About this task —
From the entries below, copy each line in which the word "black" occurs.

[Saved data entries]

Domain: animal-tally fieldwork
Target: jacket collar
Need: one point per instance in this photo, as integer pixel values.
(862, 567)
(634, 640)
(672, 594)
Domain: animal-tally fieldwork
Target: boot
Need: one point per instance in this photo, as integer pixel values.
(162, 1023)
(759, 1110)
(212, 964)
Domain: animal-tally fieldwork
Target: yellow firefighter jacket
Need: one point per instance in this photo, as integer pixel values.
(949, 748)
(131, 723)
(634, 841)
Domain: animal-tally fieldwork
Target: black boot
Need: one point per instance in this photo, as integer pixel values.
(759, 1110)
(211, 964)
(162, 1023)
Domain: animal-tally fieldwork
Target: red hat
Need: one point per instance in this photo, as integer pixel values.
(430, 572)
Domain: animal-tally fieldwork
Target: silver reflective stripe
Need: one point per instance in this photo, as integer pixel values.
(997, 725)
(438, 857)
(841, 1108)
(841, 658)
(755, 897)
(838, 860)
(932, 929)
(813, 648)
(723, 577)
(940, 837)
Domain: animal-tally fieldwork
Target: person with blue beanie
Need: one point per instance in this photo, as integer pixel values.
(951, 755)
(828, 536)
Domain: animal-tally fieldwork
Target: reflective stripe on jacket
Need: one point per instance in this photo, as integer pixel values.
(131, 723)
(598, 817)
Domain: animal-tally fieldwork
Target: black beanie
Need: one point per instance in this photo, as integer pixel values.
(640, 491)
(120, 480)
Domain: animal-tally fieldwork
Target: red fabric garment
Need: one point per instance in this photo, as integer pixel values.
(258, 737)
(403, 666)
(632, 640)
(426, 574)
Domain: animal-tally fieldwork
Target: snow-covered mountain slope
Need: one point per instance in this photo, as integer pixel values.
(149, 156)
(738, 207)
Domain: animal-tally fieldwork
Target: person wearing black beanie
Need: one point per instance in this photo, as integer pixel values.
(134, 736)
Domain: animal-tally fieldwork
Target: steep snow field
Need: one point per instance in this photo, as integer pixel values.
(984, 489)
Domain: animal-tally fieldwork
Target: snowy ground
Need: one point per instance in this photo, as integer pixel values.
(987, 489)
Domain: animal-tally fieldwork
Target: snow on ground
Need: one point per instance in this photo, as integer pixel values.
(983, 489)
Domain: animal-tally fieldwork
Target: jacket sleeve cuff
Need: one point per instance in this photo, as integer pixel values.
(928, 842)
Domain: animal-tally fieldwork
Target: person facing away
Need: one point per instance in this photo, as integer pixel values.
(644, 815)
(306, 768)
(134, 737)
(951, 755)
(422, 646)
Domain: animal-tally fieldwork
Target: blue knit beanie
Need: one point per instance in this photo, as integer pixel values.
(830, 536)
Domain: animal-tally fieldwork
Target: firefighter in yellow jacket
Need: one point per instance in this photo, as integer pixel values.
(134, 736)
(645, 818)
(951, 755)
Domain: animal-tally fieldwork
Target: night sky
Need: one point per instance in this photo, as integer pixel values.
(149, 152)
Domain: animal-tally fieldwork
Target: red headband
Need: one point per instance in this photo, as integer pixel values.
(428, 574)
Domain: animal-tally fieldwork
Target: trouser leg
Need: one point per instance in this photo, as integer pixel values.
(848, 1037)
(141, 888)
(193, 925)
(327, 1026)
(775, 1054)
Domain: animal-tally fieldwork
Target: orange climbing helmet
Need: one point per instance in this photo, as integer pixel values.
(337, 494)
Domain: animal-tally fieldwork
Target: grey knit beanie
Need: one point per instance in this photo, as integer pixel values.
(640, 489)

Result of the task —
Target: black boot
Target: black beanie
Target: person wearing black beanie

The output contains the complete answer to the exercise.